* _WHAT TO DO_: Repeat the entries exactly, and do not carry the pictures over.

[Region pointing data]
┄┄┄┄┄┄┄┄┄┄

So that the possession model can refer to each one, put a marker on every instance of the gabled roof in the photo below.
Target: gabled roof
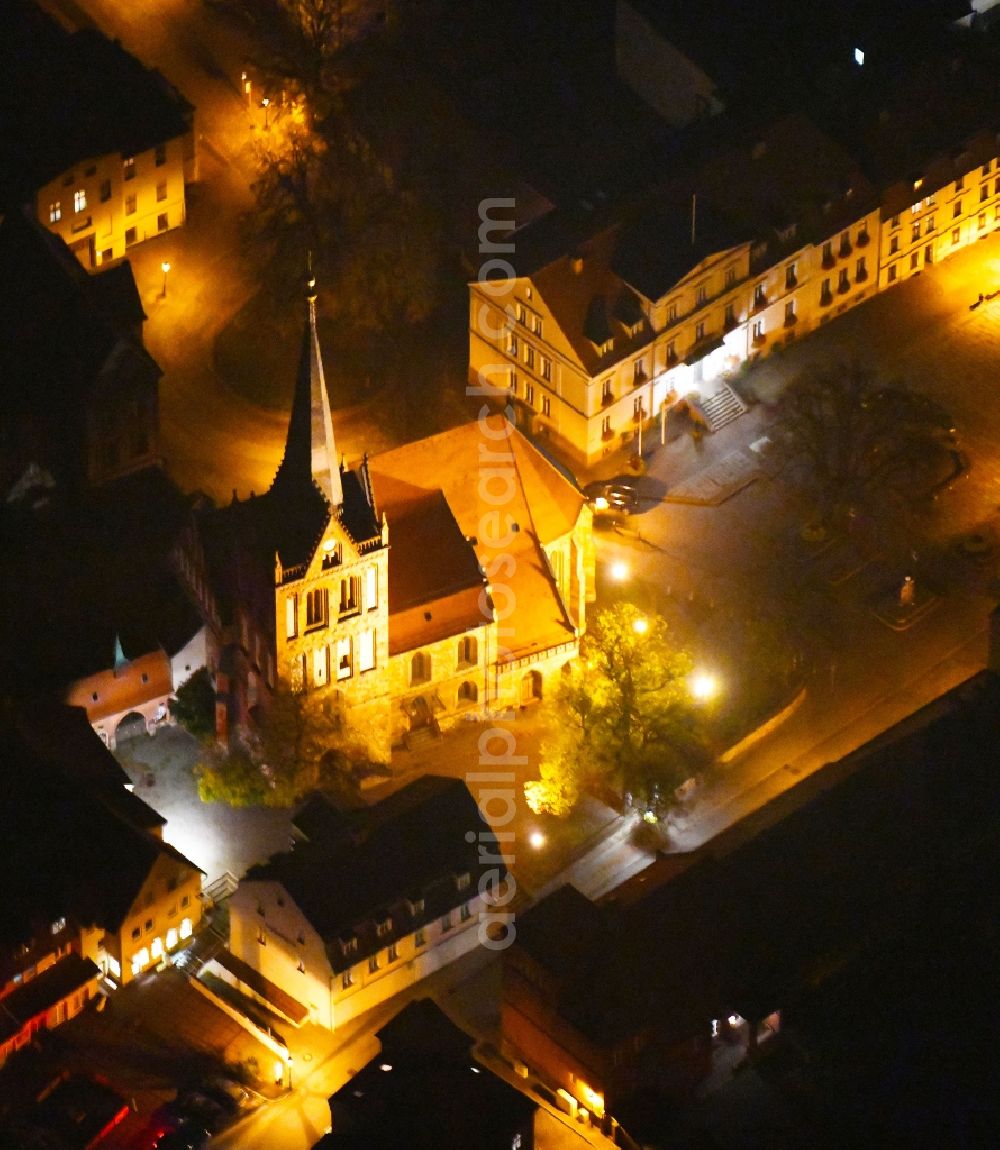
(413, 843)
(78, 575)
(70, 97)
(543, 504)
(70, 849)
(425, 1090)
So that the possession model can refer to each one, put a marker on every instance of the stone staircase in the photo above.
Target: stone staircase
(721, 408)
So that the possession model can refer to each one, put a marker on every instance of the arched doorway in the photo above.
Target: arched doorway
(131, 726)
(530, 688)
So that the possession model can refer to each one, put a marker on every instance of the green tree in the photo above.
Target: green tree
(622, 718)
(301, 743)
(860, 444)
(193, 705)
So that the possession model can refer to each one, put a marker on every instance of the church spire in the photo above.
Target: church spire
(310, 452)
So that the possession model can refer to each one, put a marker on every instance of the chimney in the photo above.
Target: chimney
(993, 650)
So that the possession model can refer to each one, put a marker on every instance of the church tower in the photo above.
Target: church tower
(331, 564)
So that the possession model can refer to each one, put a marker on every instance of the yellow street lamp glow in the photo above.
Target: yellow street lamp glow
(704, 685)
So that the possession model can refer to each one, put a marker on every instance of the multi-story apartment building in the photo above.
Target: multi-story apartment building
(371, 902)
(592, 332)
(108, 144)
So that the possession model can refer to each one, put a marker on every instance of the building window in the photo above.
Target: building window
(366, 651)
(420, 667)
(344, 658)
(316, 607)
(468, 650)
(350, 596)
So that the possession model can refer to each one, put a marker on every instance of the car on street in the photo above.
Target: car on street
(612, 500)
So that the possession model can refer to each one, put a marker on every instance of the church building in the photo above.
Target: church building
(447, 579)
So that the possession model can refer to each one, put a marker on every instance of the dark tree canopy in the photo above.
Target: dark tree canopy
(860, 443)
(622, 718)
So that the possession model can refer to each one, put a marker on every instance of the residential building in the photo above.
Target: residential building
(100, 146)
(400, 644)
(91, 888)
(81, 392)
(374, 901)
(628, 997)
(424, 1089)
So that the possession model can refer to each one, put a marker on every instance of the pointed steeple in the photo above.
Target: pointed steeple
(310, 452)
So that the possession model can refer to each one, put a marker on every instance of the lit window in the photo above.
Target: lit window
(320, 661)
(344, 668)
(366, 651)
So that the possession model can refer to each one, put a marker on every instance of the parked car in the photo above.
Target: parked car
(612, 500)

┄┄┄┄┄┄┄┄┄┄

* _RESPONSE TO THE EXERCISE_:
So that the possession model can refer to each one, put a marker on every instance of the gabled roof in the photo below.
Target: gabled roof
(413, 843)
(78, 575)
(70, 97)
(543, 504)
(70, 849)
(425, 1090)
So that the possession model can refer to each one, put a marker on every instance of the stone staircase in the photo above.
Target: stone staircase
(721, 408)
So that the possession model can refer to each one, put a marker on every instance of the arched doorway in the photo above.
Target: arched doorway
(131, 726)
(530, 688)
So that the possession model can refer to each one, put a marker on every instance of the green tree in the photo above.
Target: green tree
(622, 718)
(301, 743)
(860, 444)
(193, 705)
So that the possession model can refer to each one, put a marker on every instance of the church spire in the photo above.
Target: church spire
(310, 452)
So that the possession model can refer to each one, put a marker on every instance of the chimney in the photo above.
Target: chimney
(993, 650)
So that the possession model can refer to each one, put a marker on every instance of the church tower in the photo above.
Target: church tower
(331, 564)
So that the possession model can refer to each one, put a marker on every instance of the yellow street lamp glow in the photo above.
Target: yellow street lamp glow
(704, 685)
So that the possession model can refer to each one, put a marker on every instance of the multi-story apartment building in the photo above.
Target: multi-story apartment building
(371, 902)
(592, 332)
(108, 144)
So that the possession model can refer to each one, put a marker on every instance of the building window in the photo above.
Target: building window
(366, 651)
(420, 667)
(344, 658)
(316, 607)
(468, 650)
(350, 596)
So that the possession model can refer to each one, put a marker on every instance of the car on street in the photo above.
Target: car on street
(612, 500)
So that the possession model can refer to each one, put a marker on every instance of the church building in the photo above.
Target: church building
(447, 579)
So that the possession model can refer to each one, put a marker on every instance of the dark tree canopy in the photo above.
Target: dark tree canopy
(860, 443)
(622, 718)
So that the possession model can refer to each one, put a marker on every instance of the residential building in the photo above.
Target: residential building
(100, 146)
(400, 644)
(91, 888)
(81, 392)
(374, 901)
(628, 997)
(424, 1089)
So that the possession model can refer to each one, put a marker on every instance of the pointed steeple in the photo above.
Target: pointed steeple
(310, 452)
So that the possession model can refer to each one, put a marker on every instance of the lit window in the photo above.
Target: lit window
(320, 661)
(344, 668)
(366, 651)
So that the possession model can refer to each one, put a marker on every instance of the parked car in the photo above.
Target: parked car
(612, 500)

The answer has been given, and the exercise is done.